Start of DOCUMENT

# Sarkisian The next OC for the Falcons?



## biggdogg (Feb 7, 2017)

Looks like it's already a done deal. Did him and Saban already have a dust up?


----------



## elfiii (Feb 7, 2017)

Opportunity knocks.


----------



## Browning Slayer (Feb 7, 2017)

http://247sports.com/Bolt/Report-Alabama-OC-Steve-Sarkisian-leaving-for-Atlanta-Falcons-51156299

This could get interesting..


----------



## Wiskey_33 (Feb 7, 2017)

Not sure what I think about this "pick", though he's coming from a team that blew a 21 point lead in the 4th to lose their big game.

He should fit right in.


----------



## bullgator (Feb 7, 2017)

Chip Kelly and Mark Helfrich are possible replacements for him at Bammer.


----------



## mguthrie (Feb 7, 2017)

Booger to the falcons ? Might work out for the birds


----------



## BornToHuntAndFish (Feb 7, 2017)

TV, radio, & Falcons website reporting this, too. 


EDIT UPDATE:  

Sounds like players like him . . . 



http://www.espn.com/nfl/story/_/id/...n-named-offensive-coordinator-atlanta-falcons


----------



## nickel back (Feb 7, 2017)




----------



## FootLongDawg (Feb 7, 2017)

End of DOCUMENT
Start of DATASET EXTRACT

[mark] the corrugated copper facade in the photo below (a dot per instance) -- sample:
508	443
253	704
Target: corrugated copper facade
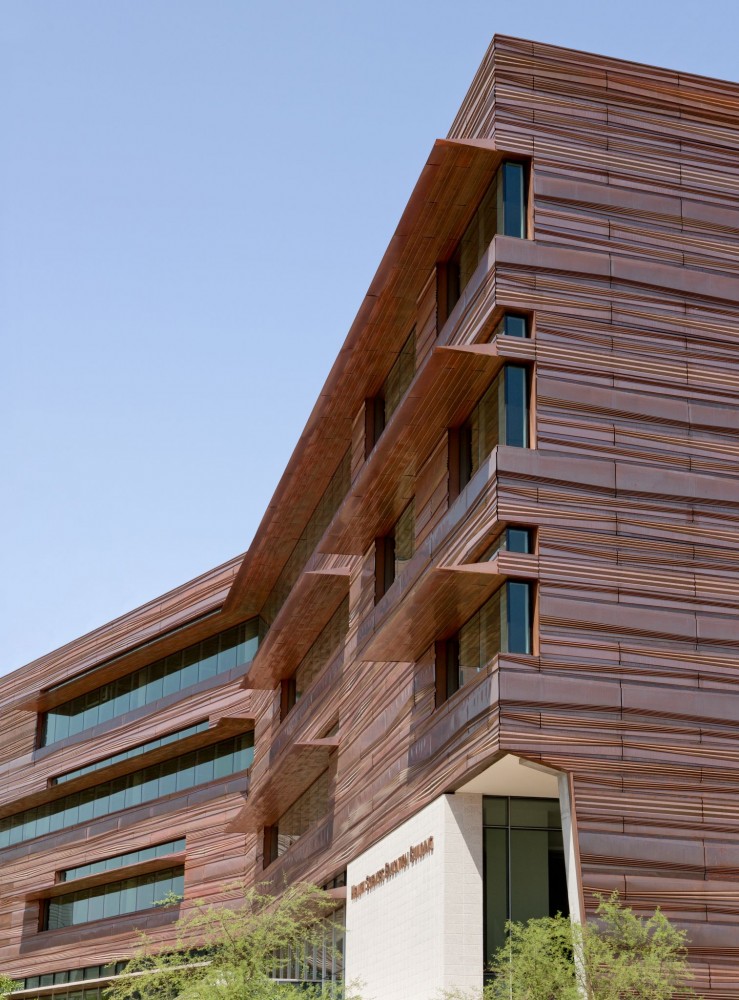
630	281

End of DATASET EXTRACT

STATED EXERCISE 1 — In the Sarkisian thread, write out the passage that begins at the words "Sounds like players" and stops after the words "back (Feb 7, 2017)".
STATED EXERCISE 2 — In the Sarkisian thread, which two coaches does bullgator name as possible replacements for Sarkisian?
STATED EXERCISE 3 — Extend the Sarkisian thread from its last line onward.

RESULT 1 —
Sounds like players like him . . . 



http://www.espn.com/nfl/story/_/id/...n-named-offensive-coordinator-atlanta-falcons


----------



## nickel back (Feb 7, 2017)

RESULT 2 — Chip Kelly and Mark Helfrich.

RESULT 3 —
Saban sings '' You picked a fine time to leave me Lucille''


----------



## Gold Ranger (Feb 7, 2017)

Meanwhile Bama fans can't figure out why Sark made a lateral (at best) move.


----------



## Atlanta Dawg (Feb 7, 2017)

Gold Ranger said:


> Meanwhile Bama fans can't figure out why Sark made a lateral (at best) move.




Going FROM COLLEGE back TO THE PROS doesn't seem like a lateral move.....Just observatin' !!


----------



## Browning Slayer (Feb 7, 2017)

Atlanta Dawg said:


> Going FROM COLLEGE back TO THE PROS doesn't seem like a lateral move.....Just observatin' !!



He was joking as in "Bama is the best job in the WORLD"...


----------



## Atlanta Dawg (Feb 7, 2017)

Browning Slayer said:


> He was joking as in "Bama is the best job in the WORLD"...



Oh....


----------



## Silver Britches (Feb 7, 2017)

Quote from article



> Philosophical differences and a deteriorating relationship led to Steve Sarkisian leaving Alabama to become the new offensive coordinator for the Atlanta Falcons, multiple sources have confirmed to SB Nation.
> 
> “There was an effort on Saban’s part not to repeat the same problem. This wasn’t going to work out,” a source close to Sarkisian told SB Nation's Steven Godfrey.
> 
> ...



If you have watched any of Saban's press conferences, you know how much of a jerk he can be towards the press. Especially if you ask him a tough question. I know he wants to win, but he's probably hard to get along with.


----------



## Browning Slayer (Feb 7, 2017)

Silver Britches said:


> Quote from article
> 
> 
> 
> If you have watched any of Saban's press conferences, you know how much of a jerk he can be towards the press. Especially if you ask him a tough question. I know he wants to win, but he's probably hard to get along with.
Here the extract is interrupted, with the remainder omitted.